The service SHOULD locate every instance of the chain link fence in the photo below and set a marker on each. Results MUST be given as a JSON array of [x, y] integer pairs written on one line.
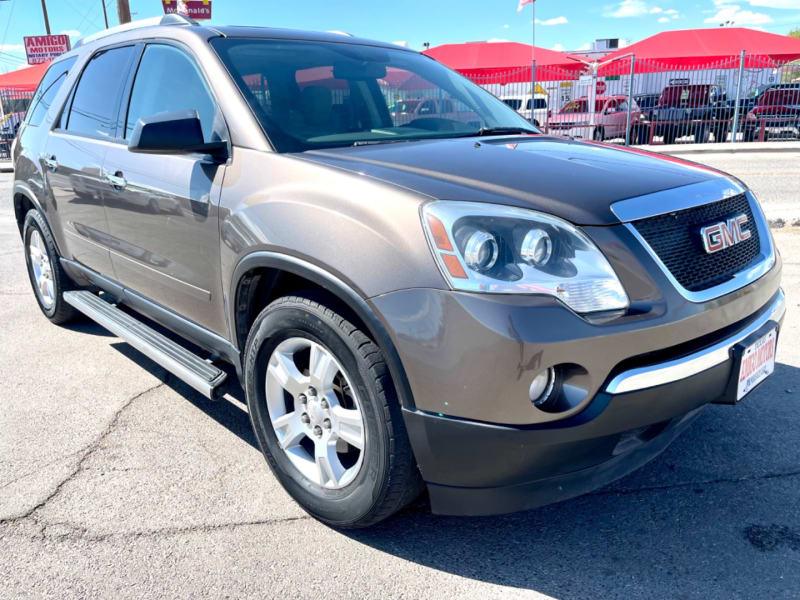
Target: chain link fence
[[14, 105], [639, 101]]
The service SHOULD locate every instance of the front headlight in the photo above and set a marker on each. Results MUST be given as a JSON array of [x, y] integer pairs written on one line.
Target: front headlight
[[506, 250]]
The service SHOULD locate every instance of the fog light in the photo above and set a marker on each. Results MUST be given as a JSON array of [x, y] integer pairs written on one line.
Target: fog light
[[542, 386]]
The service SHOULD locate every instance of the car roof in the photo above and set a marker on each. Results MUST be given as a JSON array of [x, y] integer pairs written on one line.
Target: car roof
[[276, 33], [174, 26]]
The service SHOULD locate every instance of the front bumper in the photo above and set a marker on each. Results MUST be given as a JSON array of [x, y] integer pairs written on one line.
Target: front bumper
[[474, 468]]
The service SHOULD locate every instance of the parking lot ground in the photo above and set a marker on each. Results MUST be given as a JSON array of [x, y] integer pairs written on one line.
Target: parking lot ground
[[116, 480]]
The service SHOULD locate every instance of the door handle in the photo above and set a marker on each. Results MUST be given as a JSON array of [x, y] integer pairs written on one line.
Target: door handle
[[117, 180], [50, 162]]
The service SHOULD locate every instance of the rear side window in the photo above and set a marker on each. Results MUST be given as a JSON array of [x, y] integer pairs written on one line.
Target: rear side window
[[47, 90], [167, 80], [96, 99]]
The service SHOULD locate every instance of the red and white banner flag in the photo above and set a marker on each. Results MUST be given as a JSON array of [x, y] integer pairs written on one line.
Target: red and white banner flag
[[522, 4]]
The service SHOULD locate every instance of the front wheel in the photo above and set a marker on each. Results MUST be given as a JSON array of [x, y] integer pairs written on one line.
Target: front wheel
[[326, 416], [48, 279]]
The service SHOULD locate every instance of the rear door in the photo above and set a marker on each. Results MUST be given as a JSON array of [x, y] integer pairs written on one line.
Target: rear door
[[74, 153], [163, 213]]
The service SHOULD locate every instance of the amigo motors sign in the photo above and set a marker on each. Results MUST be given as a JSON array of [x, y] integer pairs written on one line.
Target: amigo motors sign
[[196, 9], [44, 48]]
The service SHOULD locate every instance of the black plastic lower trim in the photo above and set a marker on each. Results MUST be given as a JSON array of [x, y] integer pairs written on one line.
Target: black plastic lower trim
[[474, 468]]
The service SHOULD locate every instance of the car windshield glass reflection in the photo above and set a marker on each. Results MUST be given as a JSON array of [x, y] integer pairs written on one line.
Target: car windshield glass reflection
[[310, 95]]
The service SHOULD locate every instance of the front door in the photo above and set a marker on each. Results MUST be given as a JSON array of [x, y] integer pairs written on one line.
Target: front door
[[74, 155], [163, 209]]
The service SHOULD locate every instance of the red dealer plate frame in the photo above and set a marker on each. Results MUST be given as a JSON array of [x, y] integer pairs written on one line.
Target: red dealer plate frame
[[757, 363], [748, 369]]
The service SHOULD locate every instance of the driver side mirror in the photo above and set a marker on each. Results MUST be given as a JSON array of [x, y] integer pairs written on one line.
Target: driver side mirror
[[177, 132]]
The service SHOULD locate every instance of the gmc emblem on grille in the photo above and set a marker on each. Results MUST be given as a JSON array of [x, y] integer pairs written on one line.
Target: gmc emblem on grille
[[723, 235]]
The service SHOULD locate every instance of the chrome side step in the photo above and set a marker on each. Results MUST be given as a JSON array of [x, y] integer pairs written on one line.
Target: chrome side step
[[196, 372]]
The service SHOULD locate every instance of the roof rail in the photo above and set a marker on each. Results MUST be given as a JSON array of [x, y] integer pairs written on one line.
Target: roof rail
[[166, 20]]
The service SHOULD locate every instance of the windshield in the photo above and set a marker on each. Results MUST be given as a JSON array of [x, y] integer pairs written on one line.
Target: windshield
[[685, 95], [581, 105], [309, 95]]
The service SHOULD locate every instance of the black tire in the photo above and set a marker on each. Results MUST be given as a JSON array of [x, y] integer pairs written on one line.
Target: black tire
[[59, 311], [388, 479]]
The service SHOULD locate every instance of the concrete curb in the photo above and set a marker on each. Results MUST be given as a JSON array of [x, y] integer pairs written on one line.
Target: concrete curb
[[726, 148]]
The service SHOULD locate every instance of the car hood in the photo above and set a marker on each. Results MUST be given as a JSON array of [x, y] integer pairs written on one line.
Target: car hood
[[577, 181]]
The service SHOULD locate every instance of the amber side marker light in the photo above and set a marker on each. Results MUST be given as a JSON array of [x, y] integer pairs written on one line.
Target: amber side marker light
[[440, 236]]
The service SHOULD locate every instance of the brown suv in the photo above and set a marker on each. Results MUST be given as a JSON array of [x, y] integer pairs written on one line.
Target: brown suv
[[454, 301]]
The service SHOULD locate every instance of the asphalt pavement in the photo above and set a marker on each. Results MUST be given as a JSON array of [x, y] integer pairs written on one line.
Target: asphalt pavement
[[116, 480]]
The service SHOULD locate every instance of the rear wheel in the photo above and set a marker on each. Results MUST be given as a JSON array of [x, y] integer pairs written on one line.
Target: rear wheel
[[48, 279], [326, 415]]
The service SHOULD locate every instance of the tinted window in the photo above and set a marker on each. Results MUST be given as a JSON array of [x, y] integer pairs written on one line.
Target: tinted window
[[167, 80], [48, 88], [95, 101], [324, 94]]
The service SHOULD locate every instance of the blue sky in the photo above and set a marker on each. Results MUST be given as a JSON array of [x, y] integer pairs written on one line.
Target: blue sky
[[562, 25]]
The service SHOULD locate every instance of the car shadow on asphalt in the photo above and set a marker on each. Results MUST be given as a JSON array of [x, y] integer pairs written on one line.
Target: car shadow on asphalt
[[228, 412], [692, 523]]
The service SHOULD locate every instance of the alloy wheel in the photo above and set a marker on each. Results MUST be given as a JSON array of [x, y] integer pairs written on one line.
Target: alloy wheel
[[315, 412], [42, 270]]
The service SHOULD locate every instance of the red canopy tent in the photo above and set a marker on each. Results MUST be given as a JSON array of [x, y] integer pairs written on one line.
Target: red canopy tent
[[700, 48], [499, 60], [23, 80]]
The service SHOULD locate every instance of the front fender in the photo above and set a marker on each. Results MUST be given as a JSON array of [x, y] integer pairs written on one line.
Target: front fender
[[343, 291]]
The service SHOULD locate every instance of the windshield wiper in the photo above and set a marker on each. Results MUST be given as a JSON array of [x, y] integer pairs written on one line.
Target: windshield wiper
[[502, 131], [389, 141]]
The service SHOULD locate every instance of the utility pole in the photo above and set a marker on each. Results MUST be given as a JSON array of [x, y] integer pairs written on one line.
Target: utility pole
[[46, 20], [123, 11]]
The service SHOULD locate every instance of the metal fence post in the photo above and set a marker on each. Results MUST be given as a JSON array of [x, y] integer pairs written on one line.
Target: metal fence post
[[738, 95], [533, 91], [630, 104]]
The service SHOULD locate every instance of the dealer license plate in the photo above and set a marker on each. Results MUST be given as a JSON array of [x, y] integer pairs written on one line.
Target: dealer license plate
[[758, 363]]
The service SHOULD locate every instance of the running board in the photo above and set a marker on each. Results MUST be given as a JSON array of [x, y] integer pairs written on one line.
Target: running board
[[196, 372]]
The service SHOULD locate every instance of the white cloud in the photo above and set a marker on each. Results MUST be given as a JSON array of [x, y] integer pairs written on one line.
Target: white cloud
[[554, 21], [789, 4], [733, 12], [625, 9]]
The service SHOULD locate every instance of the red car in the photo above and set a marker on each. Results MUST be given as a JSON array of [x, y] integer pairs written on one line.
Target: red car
[[777, 111]]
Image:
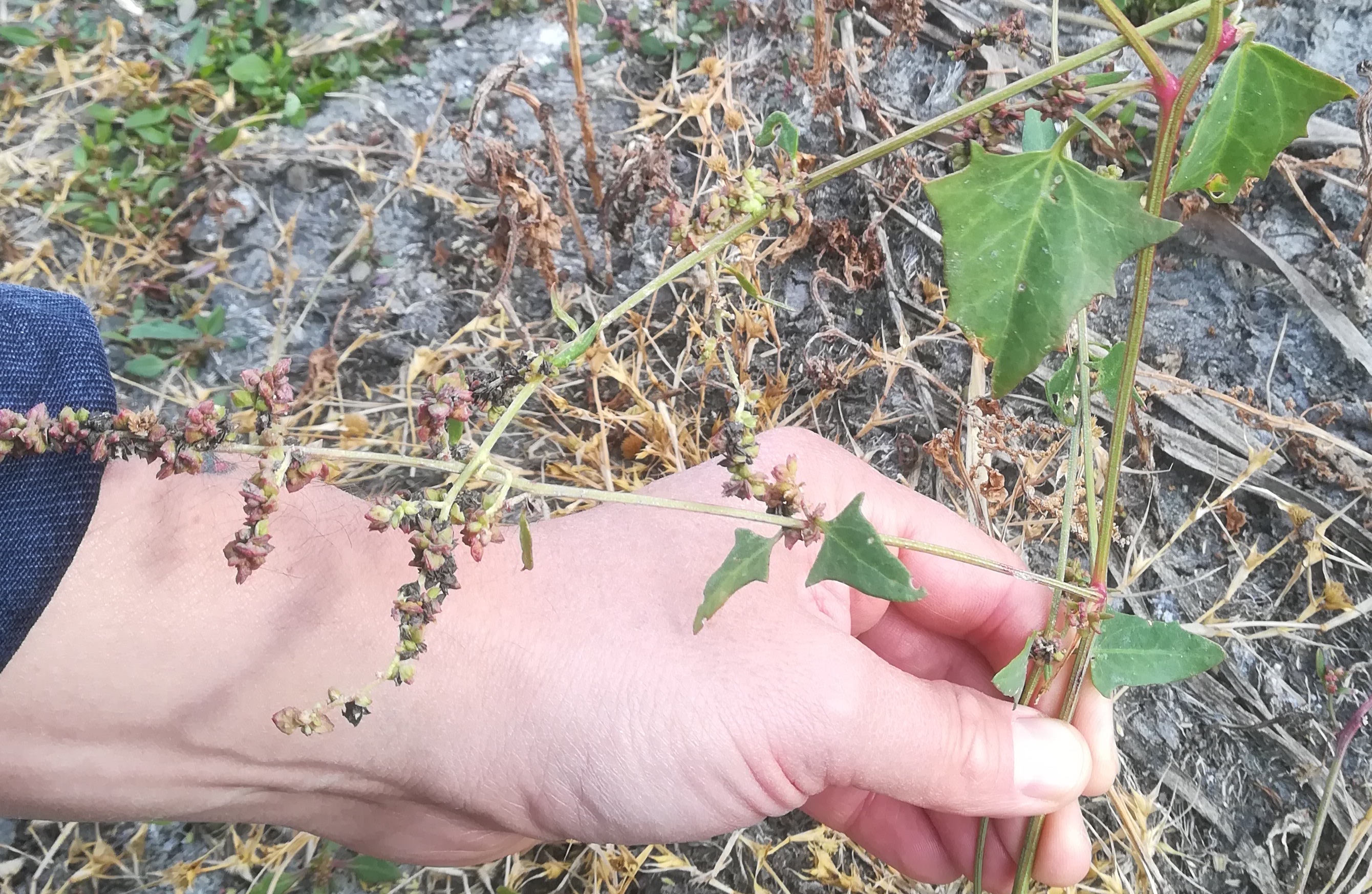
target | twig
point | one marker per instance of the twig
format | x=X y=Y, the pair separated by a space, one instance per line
x=1300 y=194
x=1272 y=367
x=564 y=187
x=1341 y=748
x=582 y=105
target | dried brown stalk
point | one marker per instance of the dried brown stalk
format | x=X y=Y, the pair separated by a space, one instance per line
x=582 y=105
x=555 y=150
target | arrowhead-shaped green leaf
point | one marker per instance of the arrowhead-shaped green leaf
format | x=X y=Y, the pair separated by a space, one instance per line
x=1012 y=677
x=526 y=540
x=852 y=554
x=1262 y=102
x=1132 y=651
x=1028 y=241
x=747 y=562
x=780 y=128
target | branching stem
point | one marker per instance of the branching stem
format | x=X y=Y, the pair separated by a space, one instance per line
x=1169 y=132
x=562 y=492
x=987 y=101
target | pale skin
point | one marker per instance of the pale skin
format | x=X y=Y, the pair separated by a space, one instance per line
x=568 y=702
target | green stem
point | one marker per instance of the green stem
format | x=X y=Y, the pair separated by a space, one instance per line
x=1075 y=127
x=1137 y=40
x=578 y=347
x=987 y=101
x=478 y=459
x=1169 y=132
x=1088 y=432
x=572 y=351
x=563 y=492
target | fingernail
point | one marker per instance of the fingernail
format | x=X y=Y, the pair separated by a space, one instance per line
x=1052 y=762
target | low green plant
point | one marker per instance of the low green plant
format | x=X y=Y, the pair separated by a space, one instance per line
x=1030 y=241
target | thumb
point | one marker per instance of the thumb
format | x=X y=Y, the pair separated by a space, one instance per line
x=949 y=748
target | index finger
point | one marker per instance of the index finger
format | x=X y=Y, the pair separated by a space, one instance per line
x=992 y=611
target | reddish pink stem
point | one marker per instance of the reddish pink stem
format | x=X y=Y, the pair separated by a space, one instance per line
x=1350 y=728
x=1168 y=91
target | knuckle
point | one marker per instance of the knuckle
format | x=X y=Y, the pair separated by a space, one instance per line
x=979 y=749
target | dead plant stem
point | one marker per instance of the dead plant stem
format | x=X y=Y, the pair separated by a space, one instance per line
x=582 y=105
x=1169 y=132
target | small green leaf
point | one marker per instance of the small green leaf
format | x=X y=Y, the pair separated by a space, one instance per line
x=747 y=562
x=146 y=117
x=160 y=188
x=526 y=542
x=195 y=49
x=1039 y=132
x=224 y=139
x=164 y=331
x=375 y=871
x=1127 y=114
x=1109 y=370
x=21 y=35
x=1262 y=102
x=589 y=13
x=157 y=136
x=1132 y=651
x=1028 y=241
x=778 y=127
x=1061 y=388
x=212 y=323
x=744 y=281
x=652 y=46
x=852 y=554
x=146 y=366
x=1012 y=677
x=1105 y=79
x=250 y=69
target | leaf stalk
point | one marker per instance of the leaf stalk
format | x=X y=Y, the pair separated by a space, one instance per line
x=1169 y=132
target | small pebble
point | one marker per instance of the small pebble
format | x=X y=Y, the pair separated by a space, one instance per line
x=299 y=178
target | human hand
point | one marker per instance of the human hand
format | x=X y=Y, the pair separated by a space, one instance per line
x=571 y=701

********************

Task details: Reproduce the listing starting with the line that contains "The service SHOULD locate every instance of the amber" and going on through the line that contains "[[48, 279], [326, 415]]", with "brown suv" changed to "brown sport utility vehicle" everywhere in that span and nothing else altered.

Answer for the task:
The service SHOULD locate every instance of the amber side marker light in the photo above and set a marker on each. Results MUST be given as a JSON array of [x, y] integer pairs written on one line.
Target: amber side marker light
[[440, 236]]
The service SHOULD locate every instance of the brown sport utility vehicle in the photo above and set a marker on each. Results MUST be given as a JSON array of [x, y] integer pairs written on one line.
Target: brown sport utility vehicle
[[454, 301]]
The service SHOULD locate every instance of the asphalt pavement in the photo above and set a marker on each. Results MUST be given as a JSON array of [x, y] integer pairs written on one line.
Target: asphalt pavement
[[116, 480]]
The service SHOULD locate every instance of the rear wheel in the photo above and set a marker on each. Results MUST be given as a JSON array of [x, y] integer pairs written on one line.
Target: rear wheel
[[48, 279], [326, 415]]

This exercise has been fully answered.